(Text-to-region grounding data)
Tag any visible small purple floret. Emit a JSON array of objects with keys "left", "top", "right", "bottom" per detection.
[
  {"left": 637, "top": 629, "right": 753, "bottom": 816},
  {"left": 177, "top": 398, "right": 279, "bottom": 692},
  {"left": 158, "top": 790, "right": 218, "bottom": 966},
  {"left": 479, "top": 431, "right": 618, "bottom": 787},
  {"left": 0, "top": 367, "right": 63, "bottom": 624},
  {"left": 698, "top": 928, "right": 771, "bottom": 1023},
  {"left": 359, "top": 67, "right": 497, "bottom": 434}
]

▶ **Assigned task**:
Your response must contain all of the records, copied exactly.

▶ **Output of the task**:
Tag any visible small purple floret. Emit a JSON array of objects with keys "left", "top", "right", "bottom" per detection.
[
  {"left": 637, "top": 629, "right": 753, "bottom": 816},
  {"left": 177, "top": 398, "right": 279, "bottom": 692},
  {"left": 158, "top": 790, "right": 218, "bottom": 966},
  {"left": 479, "top": 431, "right": 618, "bottom": 787},
  {"left": 0, "top": 367, "right": 63, "bottom": 624},
  {"left": 698, "top": 928, "right": 771, "bottom": 1023},
  {"left": 359, "top": 67, "right": 497, "bottom": 434}
]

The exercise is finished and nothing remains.